"""
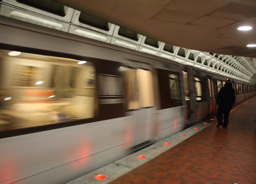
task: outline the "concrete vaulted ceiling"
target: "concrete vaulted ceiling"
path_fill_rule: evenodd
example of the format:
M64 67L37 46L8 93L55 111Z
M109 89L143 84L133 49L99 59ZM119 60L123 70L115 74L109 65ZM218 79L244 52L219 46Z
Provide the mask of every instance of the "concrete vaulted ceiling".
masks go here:
M255 0L56 0L157 40L256 57ZM237 28L250 25L252 29Z

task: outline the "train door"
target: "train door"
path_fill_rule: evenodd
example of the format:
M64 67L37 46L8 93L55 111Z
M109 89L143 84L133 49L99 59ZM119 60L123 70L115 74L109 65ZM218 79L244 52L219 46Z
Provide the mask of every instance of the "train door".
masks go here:
M125 69L125 109L126 114L136 119L135 145L154 137L157 122L153 73L149 66L144 67L146 69Z
M214 92L213 91L213 81L212 77L210 76L207 76L207 88L208 89L208 97L209 99L209 107L208 109L208 113L207 115L209 115L213 114L215 110L215 98Z
M187 106L186 128L188 128L194 124L194 111L196 103L192 68L189 67L184 67L184 71L182 71L182 75L185 84L185 96Z

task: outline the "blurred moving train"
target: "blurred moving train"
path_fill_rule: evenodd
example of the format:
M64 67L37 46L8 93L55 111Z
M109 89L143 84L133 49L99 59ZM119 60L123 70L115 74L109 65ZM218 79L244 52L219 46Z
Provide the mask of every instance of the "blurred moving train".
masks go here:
"""
EXERCISE OBJECTIVE:
Omitting all images, retype each line of the records precisely.

REPLY TO THE EXERCISE:
task: outline the "concrete vaulted ceiling"
target: "concrete vaulted ceiling"
path_fill_rule: evenodd
example of the format:
M64 67L37 46L8 93L55 111Z
M109 89L143 84L133 49L99 59ZM119 60L123 70L115 74L109 65ZM218 79L244 52L219 46Z
Provide the mask of every instance of the "concrete vaulted ceiling".
masks go here:
M255 0L56 0L157 40L256 57ZM237 28L250 25L252 29Z

task: outline the "train door"
target: "train door"
path_fill_rule: evenodd
example of the format:
M64 67L37 46L8 93L55 111Z
M109 89L143 84L133 49L99 59ZM119 60L123 70L115 74L109 65ZM218 79L244 52L219 46Z
Provide the mask of every instance of the "train door".
masks go here:
M125 69L125 109L126 114L136 119L135 145L154 137L157 122L153 73L149 66L144 67L146 69Z
M214 92L213 91L213 81L212 77L210 76L207 76L207 88L208 89L208 97L209 99L209 107L208 109L208 113L207 115L209 115L213 114L215 110L215 98Z
M187 106L186 128L188 128L194 124L194 111L196 103L192 68L189 67L184 67L184 71L182 71L182 75L185 84L185 96Z

task: outline the "blurred moving train"
target: "blurred moving train"
path_fill_rule: evenodd
example of the format:
M64 67L37 46L8 93L55 111Z
M109 89L143 84L133 49L99 59ZM119 60L123 70L115 74L109 65ZM218 79L244 52L219 46Z
Provide the mask of every instance of the "blurred moving train".
masks go here:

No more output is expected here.